RECORD EXTRACTS:

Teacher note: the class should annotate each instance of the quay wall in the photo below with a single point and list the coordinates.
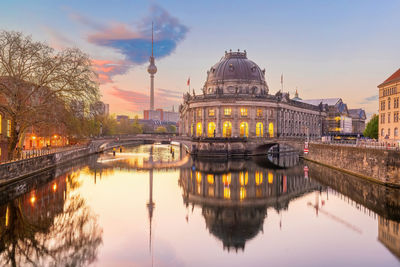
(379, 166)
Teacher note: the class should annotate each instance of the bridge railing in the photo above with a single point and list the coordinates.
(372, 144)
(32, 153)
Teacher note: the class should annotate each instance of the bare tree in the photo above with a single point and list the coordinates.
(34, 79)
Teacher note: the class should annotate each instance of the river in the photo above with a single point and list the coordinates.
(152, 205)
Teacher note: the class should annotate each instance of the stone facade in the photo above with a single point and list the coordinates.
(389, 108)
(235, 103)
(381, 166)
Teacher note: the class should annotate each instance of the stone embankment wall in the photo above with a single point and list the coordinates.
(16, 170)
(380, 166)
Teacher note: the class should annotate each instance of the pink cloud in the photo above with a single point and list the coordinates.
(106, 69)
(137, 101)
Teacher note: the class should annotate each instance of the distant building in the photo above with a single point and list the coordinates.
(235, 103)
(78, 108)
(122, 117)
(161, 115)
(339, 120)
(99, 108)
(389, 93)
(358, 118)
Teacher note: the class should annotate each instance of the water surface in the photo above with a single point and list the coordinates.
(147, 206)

...

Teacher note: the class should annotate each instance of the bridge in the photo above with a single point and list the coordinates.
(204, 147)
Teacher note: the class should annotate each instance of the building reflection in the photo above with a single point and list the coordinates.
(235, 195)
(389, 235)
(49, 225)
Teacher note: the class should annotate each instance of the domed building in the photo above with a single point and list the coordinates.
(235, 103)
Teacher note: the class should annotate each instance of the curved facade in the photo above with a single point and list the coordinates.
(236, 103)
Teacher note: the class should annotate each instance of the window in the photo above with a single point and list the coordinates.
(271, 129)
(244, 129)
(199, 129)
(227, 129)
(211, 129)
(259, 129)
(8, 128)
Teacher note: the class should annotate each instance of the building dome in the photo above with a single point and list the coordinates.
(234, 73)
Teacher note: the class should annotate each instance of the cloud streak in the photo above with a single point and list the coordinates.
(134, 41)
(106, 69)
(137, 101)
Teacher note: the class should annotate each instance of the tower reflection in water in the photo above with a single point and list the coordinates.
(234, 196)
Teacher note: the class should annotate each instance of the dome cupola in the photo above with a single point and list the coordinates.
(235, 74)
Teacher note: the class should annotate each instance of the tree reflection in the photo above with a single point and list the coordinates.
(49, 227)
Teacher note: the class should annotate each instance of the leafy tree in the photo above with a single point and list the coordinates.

ACTIVITY: Beginning with the line that has "of the tower" and ending with the line that has "of the leafy", set down the lines above exactly and include no others.

SOLUTION TO THE PROBLEM:
Teacher note: the class should annotate each instance of the tower reflection in water in the photo above with a single point and list the coordinates.
(234, 196)
Teacher note: the class should annotate each instance of the dome cupola in the photo above with a single point and list the coordinates.
(235, 74)
Teacher note: the class should annotate each instance of the tree reflection in the photo above with a single point and list the coordinates.
(49, 227)
Teacher note: the class should annotate each instance of the leafy tree in the photo above with a single point and list the coordinates.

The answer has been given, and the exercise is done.